Instructions:
A - In the forum thread, who is named as a major supporter of the "Infrastructure as Data" idea?
B - Copy the passage from the forum thread word for word, starting at the words "It'll be possible" and stopping after the words "concise CUE representation.".

Reading text:
It's an interesting thought. I'll definitely spend some time to consider how this could work.

Although, writing apps in yaml or json works really well currently. We mostly express logic through Lowdefy operators. We like supporting yaml / json since it is easy to write code to create or update such apps in any language.


> you'll be able to serialize dashboards to Cue schema

It'll be possible to serialize/represent the dashboards in CUE. Here's a handwavy, pseudocode-y example i use in the talk: https://gist.github.com/sdboyer/d76196f94ca78d1e84c739e95e64...

That said, it's not like we're planning on replacing all the "export JSON" buttons in the Grafana UI with "export CUE." One of the interesting properties of defining schemas in CUE is how it allows us to remove schema-defined default values from a dashboard's JSON. The JSON representation can actually look a lot more like a concise CUE representation.

> versioning

Versioning of the Grafana schema is the essential design goal of the "scuemata" system that is under discussion in that epic issue

Versioning of artifacts that are instances of the schema is a key goal with Polly https://docs.google.com/document/d/1GU0DGy-X6z4FVwbJYPsBKRdq...

> non-visual editing

Like, editing something other than raw code in an editor? Yes, this is also something directly enabled by the schema (again, see the Polly doc, the "Produce" heading). For data-intensive tasks, such editing experiences are the only way to see your logic in the context of data, and therefore IMO prerequisite for confidence

> reproducibility

Yup. This already isn't "hard" to do today, but reproducibility gets more complicated at scale - those questions about how to map what's on disk to what's in your Grafana (or whatever app) in my parent comment become more complicated, leading to friction, leading to staleness.


Thank you for the answer! Think I missed the grafana related context, but the design document is really instructive.


It might sound a bit pedantic, but kustomize strictly avoids the "Infrastructure as Code" space and stays in the "Infrastructure as Data" space. The main difference is that since it just deals with "data", you can build any higher level tooling on this. One of the major proponents of this idea is Brian Grant from Google. He tweets about this from time to time. Here is a recent one: https://twitter.com/bgrant0607/status/1404461906186833927


Is this distinction really about whether the customisation language is declarative? It seems to me that Dhall has the advantages Brian Grant attributes to "Infrastructure as Data", although it is an executable specification.


I also think “executable” is more important. Our configs are so large and complex that we need to DRY them up. A type system alone is insufficient.


Thanks for the "why cue" posts. The two key points appear to be inheritance vs. unification and nothing vs. typed. Somehow I'm unable to grok why unification is better than inheritance. Going a bit deeper:

* "Inheritance, is not commutative and idempotent in the general case"

* "A value is always final in CUE, it can only be made more specific."

Record extracts:
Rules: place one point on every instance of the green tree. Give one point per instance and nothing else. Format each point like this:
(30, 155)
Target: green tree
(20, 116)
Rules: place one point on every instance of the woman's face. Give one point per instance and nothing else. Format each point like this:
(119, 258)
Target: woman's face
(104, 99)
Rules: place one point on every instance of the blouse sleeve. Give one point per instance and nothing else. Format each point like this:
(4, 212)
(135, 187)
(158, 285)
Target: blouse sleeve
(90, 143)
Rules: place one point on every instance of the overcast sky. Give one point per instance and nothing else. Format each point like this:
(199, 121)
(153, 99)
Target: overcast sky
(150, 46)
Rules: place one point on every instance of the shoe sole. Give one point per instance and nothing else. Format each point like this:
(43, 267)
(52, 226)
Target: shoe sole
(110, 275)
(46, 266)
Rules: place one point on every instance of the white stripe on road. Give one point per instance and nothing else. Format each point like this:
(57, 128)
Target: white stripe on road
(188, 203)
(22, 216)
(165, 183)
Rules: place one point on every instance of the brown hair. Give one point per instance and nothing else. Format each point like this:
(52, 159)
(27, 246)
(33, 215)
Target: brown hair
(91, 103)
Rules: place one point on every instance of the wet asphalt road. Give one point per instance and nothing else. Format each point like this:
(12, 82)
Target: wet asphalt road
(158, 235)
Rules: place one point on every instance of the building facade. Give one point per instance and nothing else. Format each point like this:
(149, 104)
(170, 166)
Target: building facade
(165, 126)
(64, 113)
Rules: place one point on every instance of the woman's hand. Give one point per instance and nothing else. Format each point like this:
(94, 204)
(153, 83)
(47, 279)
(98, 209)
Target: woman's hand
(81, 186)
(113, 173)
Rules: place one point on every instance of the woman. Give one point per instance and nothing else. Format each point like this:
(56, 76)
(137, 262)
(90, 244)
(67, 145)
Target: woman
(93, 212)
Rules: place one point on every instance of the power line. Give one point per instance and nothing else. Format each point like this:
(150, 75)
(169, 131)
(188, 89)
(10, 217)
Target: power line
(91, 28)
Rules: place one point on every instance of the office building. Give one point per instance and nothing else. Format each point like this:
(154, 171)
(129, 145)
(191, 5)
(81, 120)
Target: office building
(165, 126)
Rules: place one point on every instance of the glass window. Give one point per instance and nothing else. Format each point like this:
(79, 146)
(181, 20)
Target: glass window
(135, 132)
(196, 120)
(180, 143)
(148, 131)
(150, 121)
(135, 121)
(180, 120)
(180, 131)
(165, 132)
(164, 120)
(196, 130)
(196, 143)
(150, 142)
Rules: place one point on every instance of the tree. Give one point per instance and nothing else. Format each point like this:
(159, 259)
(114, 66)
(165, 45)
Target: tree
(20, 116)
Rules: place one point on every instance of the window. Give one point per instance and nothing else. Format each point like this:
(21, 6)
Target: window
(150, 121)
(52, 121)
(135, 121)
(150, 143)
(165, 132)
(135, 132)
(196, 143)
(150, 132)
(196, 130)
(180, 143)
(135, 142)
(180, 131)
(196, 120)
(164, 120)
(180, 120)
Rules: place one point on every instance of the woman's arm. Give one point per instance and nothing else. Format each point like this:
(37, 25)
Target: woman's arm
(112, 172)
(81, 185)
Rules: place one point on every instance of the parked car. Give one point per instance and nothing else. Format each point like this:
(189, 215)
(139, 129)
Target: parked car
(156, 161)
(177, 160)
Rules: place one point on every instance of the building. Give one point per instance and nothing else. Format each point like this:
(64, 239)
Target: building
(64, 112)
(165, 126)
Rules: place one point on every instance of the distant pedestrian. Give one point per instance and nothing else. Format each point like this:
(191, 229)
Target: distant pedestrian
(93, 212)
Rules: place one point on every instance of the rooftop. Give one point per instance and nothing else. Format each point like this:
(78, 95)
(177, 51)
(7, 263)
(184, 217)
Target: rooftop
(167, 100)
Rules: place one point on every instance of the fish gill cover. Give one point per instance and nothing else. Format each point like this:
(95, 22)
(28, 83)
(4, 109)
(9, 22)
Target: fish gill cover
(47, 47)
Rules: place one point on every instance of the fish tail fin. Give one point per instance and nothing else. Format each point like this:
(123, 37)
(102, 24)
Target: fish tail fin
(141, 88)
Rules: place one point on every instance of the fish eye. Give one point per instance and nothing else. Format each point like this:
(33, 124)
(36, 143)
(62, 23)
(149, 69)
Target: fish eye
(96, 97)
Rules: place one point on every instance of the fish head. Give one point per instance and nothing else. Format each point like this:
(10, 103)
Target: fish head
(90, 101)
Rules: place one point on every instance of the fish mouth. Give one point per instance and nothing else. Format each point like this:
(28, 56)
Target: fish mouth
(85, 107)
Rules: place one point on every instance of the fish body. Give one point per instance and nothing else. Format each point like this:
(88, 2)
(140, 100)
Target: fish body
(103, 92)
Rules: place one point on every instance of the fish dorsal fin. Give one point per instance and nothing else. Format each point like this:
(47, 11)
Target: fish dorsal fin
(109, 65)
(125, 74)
==
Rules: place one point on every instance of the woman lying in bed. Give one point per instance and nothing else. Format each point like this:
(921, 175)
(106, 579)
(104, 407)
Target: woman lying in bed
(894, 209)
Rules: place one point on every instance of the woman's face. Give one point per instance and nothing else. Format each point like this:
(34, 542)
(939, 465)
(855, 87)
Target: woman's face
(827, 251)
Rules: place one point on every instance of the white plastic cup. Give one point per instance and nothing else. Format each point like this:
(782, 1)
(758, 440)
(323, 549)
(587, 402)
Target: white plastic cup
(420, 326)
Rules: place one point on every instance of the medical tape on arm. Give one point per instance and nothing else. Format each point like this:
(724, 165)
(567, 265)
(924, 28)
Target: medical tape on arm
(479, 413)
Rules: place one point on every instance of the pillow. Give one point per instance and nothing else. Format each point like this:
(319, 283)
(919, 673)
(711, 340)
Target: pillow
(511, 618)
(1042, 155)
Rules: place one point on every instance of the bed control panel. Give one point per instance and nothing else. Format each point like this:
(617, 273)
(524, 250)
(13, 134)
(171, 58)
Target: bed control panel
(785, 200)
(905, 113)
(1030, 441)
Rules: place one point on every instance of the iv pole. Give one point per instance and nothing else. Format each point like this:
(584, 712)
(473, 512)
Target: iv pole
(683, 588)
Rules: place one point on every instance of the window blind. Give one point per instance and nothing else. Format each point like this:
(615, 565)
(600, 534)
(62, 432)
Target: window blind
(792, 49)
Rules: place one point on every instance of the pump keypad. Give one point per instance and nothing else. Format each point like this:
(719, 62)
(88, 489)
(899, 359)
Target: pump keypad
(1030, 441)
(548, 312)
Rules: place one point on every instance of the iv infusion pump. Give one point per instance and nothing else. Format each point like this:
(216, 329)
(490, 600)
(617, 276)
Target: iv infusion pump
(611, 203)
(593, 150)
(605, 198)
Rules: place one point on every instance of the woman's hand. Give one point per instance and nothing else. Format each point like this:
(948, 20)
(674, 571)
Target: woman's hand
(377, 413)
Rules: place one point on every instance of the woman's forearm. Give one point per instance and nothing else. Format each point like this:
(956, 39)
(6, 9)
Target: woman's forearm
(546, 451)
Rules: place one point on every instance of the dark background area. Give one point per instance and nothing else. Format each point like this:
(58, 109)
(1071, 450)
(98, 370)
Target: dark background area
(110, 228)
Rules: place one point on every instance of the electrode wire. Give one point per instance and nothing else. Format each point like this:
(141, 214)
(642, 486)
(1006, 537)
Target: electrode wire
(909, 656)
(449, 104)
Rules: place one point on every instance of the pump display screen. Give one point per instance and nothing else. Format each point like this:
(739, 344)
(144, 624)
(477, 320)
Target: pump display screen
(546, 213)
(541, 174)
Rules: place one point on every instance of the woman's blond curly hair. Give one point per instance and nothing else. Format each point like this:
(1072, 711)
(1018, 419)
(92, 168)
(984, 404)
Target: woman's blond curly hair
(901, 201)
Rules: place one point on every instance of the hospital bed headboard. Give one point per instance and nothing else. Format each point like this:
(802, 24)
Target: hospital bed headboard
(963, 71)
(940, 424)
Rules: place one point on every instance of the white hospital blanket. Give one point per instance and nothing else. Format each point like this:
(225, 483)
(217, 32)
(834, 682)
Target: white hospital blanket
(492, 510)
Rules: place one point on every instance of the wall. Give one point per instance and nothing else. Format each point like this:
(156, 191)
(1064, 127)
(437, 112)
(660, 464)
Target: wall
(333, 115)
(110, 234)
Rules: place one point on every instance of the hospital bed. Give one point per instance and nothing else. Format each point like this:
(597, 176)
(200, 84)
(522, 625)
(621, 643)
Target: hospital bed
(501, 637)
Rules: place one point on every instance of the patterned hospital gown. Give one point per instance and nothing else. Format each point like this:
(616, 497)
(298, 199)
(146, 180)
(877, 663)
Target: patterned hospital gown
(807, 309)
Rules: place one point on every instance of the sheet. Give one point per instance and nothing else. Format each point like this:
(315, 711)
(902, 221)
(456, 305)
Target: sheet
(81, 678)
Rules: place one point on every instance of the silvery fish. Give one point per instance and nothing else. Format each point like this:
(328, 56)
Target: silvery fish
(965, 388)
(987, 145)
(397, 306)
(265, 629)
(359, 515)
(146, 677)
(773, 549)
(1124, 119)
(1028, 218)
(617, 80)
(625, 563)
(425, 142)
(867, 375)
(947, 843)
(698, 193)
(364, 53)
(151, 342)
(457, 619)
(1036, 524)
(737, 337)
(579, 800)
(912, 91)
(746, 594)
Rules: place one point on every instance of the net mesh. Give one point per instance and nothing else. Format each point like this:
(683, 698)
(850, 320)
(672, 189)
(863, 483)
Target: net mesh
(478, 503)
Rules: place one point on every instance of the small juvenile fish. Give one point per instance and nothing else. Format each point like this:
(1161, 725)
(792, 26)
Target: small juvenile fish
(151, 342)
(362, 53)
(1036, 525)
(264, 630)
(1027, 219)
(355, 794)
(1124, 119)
...
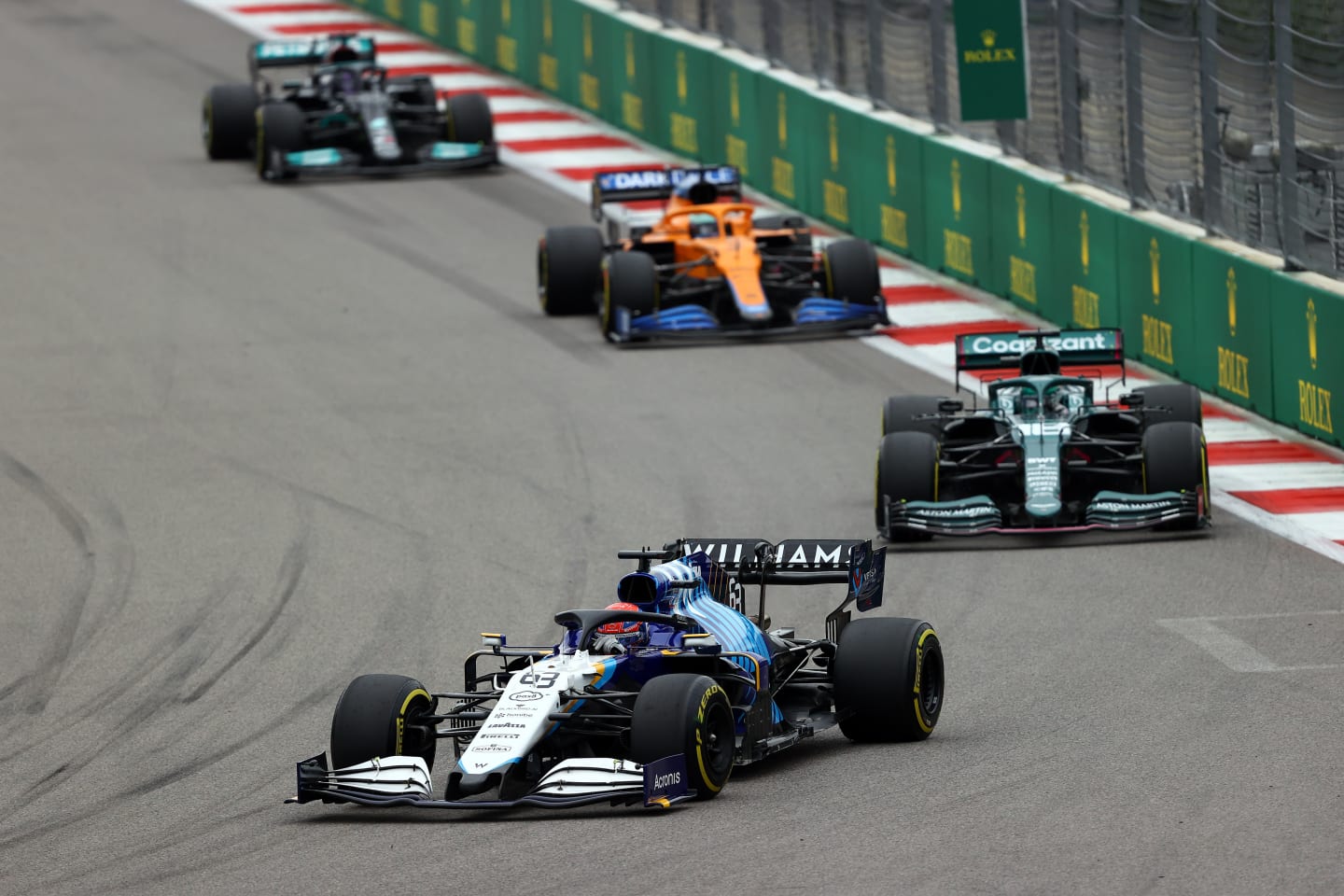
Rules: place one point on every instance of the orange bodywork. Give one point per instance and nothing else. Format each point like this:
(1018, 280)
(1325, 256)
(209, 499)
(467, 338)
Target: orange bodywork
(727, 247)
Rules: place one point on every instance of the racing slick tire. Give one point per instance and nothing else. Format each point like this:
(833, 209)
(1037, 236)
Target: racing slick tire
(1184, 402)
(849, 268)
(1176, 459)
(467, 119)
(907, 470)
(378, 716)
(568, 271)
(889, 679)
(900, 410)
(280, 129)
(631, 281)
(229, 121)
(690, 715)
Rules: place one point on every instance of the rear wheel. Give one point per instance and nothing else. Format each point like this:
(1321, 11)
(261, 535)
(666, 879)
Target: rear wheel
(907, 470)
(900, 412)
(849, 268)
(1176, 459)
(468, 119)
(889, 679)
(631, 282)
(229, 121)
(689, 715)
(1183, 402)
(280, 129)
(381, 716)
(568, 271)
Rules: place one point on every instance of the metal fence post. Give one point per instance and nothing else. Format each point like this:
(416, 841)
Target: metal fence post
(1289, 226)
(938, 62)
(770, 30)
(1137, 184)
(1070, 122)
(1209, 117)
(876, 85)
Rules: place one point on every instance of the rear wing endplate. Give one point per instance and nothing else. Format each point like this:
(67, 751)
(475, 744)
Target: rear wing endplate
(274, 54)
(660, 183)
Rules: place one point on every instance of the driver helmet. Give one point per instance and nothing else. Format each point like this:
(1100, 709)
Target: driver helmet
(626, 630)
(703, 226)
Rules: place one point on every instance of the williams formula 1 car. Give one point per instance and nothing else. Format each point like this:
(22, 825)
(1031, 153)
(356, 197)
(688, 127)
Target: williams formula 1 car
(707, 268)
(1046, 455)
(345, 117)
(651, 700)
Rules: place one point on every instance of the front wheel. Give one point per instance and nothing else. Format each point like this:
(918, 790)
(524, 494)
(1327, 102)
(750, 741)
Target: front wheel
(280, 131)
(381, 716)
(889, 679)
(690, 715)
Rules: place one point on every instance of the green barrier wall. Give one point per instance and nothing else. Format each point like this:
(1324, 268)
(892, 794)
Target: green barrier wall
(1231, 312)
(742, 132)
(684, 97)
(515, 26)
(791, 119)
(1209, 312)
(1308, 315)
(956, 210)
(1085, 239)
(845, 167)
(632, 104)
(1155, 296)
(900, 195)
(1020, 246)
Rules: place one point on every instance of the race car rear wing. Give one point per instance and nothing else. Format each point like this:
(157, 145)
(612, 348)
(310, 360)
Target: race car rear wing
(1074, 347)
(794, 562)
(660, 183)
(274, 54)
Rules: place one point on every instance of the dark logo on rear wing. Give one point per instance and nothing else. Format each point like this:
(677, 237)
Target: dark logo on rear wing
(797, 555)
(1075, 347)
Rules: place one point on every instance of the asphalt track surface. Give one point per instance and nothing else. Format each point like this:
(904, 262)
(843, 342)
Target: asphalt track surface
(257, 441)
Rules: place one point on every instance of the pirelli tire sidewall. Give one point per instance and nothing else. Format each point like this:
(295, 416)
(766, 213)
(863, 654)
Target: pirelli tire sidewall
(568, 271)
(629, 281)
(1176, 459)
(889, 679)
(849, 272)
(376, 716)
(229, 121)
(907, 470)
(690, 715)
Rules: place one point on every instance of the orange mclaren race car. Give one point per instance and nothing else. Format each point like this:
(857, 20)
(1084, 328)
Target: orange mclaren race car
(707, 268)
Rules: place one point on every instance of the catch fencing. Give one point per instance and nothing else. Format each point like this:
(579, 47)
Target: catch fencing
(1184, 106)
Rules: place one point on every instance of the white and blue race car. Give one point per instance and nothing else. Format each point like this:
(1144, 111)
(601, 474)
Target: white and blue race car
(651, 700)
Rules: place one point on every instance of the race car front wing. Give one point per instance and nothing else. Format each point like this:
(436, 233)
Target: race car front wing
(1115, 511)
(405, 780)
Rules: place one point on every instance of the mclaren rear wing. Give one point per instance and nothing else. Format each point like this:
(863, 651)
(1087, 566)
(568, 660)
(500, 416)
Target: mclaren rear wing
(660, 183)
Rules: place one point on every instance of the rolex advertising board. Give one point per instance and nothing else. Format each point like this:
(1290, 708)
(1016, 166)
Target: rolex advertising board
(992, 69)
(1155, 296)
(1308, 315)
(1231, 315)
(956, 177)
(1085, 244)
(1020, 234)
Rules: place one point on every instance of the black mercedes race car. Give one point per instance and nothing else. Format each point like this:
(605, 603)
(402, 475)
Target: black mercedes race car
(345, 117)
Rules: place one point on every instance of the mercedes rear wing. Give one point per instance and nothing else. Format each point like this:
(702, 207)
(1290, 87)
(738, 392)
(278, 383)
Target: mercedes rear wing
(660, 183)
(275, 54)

Written answers:
A - Brian Grant from Google.

B -
It'll be possible to serialize/represent the dashboards in CUE. Here's a handwavy, pseudocode-y example i use in the talk: https://gist.github.com/sdboyer/d76196f94ca78d1e84c739e95e64...

That said, it's not like we're planning on replacing all the "export JSON" buttons in the Grafana UI with "export CUE." One of the interesting properties of defining schemas in CUE is how it allows us to remove schema-defined default values from a dashboard's JSON. The JSON representation can actually look a lot more like a concise CUE representation.